Exercise description
Transcribe every line of the data below with no changes.

Data shown
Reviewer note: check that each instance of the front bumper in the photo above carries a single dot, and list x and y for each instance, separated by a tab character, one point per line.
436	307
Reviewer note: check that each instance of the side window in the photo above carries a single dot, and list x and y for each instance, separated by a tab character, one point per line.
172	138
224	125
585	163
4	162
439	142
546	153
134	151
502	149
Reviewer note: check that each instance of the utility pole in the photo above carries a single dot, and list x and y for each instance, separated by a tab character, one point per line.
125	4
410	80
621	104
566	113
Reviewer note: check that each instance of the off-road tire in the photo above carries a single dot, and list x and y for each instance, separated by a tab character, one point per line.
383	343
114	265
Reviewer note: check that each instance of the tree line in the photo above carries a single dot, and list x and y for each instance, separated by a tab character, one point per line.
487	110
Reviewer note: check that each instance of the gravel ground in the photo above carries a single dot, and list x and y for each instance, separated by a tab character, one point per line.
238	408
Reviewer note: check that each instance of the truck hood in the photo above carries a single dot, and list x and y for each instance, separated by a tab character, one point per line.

Written solution
Reviewer note: check that each instance of the front bumper in the photo above carries a single dot, and list x and y for each instance, separated by a tab character, one point per line.
436	307
Reviewer note: check that each instance of the side window in the photo above carries a single dot, and list x and y for each instance, separated by a tab character, one point per line.
172	138
224	125
585	163
4	162
439	142
546	153
134	151
502	149
Reviewer note: check that each instance of the utility pole in the photo above carries a single dot, and list x and y for each instance, separated by a tab character, one point per line.
125	4
410	80
621	104
566	113
Reviewer note: check that each instance of the off-road tire in the photo above carries a single dot, and list x and y for each instance, separated by a tab character, one point per line.
383	343
114	265
Reviewer note: check that each instance of the tree line in the photo above carries a single dot, and list x and y for each instance, separated by a tab character, one point per line.
487	110
Reviewer note: check that each instance of the gravel ground in the photo above carries a single dot, and list x and y for each instance, separated by a tab character, one point per line.
238	408
Reviewer note: check that each instance of the truck hood in the photo above carries a single dot, and list x and y for each instance, separated by a tab character, one point per line.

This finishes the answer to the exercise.